Given request A. Please copy, word for word, the section of the Planet Nine article starting at "Why a 23-year" and ending at "anything that moved.".
Given request B. According to the Planet Nine article, why did the team search in the far infrared rather than relying on optical surveys? Answer in one to three sentences.
Given request C.
Answer these questions from the Planet Nine article:
(i) Which stationary background sources did the catalog comparison filter out?
(ii) In what year did NASA's Infrared Astronomical Satellite survey the sky?
(iii) Near what wavelength does the AKARI/FIS Bright Source Catalog cover far-infrared light?

Text shown.
===

A single faint infrared source, detected first in 1983 and then again between 2006 and 2007, has emerged as the strongest candidate yet for the hypothetical Planet Nine. Researchers cross-matched two all-sky far-infrared surveys separated by 23 years and found an object whose slow apparent motion across the sky fits what a distant, massive planet orbiting hundreds of astronomical units from the Sun would produce. If confirmed by follow-up telescopes, the detection would reshape models of the outer solar system and help explain why a cluster of distant Kuiper Belt objects share suspiciously similar orbits.
Why a 23-year infrared baseline changes the Planet Nine search
Most efforts to find Planet Nine have relied on gravitational clues, specifically the orbital alignment of distant trans-Neptunian objects that statistical models struggle to explain without a hidden massive body. Optical surveys have repeatedly come up empty because a planet at such extreme distances would reflect almost no sunlight. The new approach sidesteps that problem by hunting in the far infrared, where even a cold, distant world radiates detectable thermal energy. By comparing catalogs from two separate space missions flown decades apart, the research team could filter out the overwhelming majority of stationary background sources, such as galaxies and interstellar dust clumps, and isolate anything that moved.
The two missions at the center of the work are NASA’s Infrared Astronomical Satellite, which surveyed the sky in 1983, and the Japanese-led AKARI satellite, which operated between 2006 and 2007. The gap between those epochs, 23 years, is long enough for even an extremely distant planet to shift its position by a measurable amount on the sky. A closer or faster-moving object would shift too much and leave the search window, while truly stationary sources would not shift at all. That narrow motion filter is what makes the candidate stand out and gives the method its power: any surviving match is either a Solar System body or an unusual artifact that mimics slow motion.
How IRAS and AKARI catalogs produced a single candidate
The research, published in a peer-reviewed journal and made available through a Cambridge-hosted article, describes a filtering pipeline applied to two specific data products. From the 1983 epoch the team used the IRAS Point Source Catalog version 2.0, a well-established archive of discrete infrared detections across four wavelength bands. From the later epoch they drew on the AKARI/FIS Bright Source Catalog version 1.0, which covers overlapping far-infrared wavelengths near 65 microns. Both catalogs are publicly archived and have been used for decades in astrophysics, but no previous study had systematically cross-matched them with the specific goal of detecting planetary proper motion.

===

Information provided.
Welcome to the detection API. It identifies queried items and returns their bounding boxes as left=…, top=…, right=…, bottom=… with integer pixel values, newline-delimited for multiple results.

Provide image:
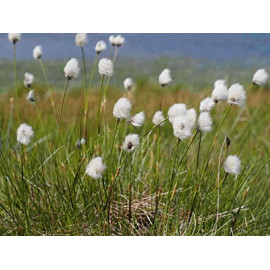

===

Problem solution A.
Why a 23-year infrared baseline changes the Planet Nine search
Most efforts to find Planet Nine have relied on gravitational clues, specifically the orbital alignment of distant trans-Neptunian objects that statistical models struggle to explain without a hidden massive body. Optical surveys have repeatedly come up empty because a planet at such extreme distances would reflect almost no sunlight. The new approach sidesteps that problem by hunting in the far infrared, where even a cold, distant world radiates detectable thermal energy. By comparing catalogs from two separate space missions flown decades apart, the research team could filter out the overwhelming majority of stationary background sources, such as galaxies and interstellar dust clumps, and isolate anything that moved.

Problem solution B. Optical surveys kept coming up empty because a planet at such extreme distances would reflect almost no sunlight. In the far infrared, even a cold, distant world radiates detectable thermal energy.

Problem solution C.
(i) Galaxies and interstellar dust clumps
(ii) 1983
(iii) Near 65 microns